■ **Task to carry out**:
Reproduce the entries. Match every word.

■ **Input**:
# # # # #

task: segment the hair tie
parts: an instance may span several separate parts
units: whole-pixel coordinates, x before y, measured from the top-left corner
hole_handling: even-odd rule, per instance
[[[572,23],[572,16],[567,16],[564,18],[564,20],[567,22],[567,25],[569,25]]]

# # # # #

■ **Solution to this problem**:
task: segment the hair tie
parts: an instance may span several separate parts
units: whole-pixel coordinates, x before y, measured from the top-left corner
hole_handling: even-odd rule, per instance
[[[572,23],[572,16],[567,16],[564,18],[564,20],[567,22],[567,25],[569,25]]]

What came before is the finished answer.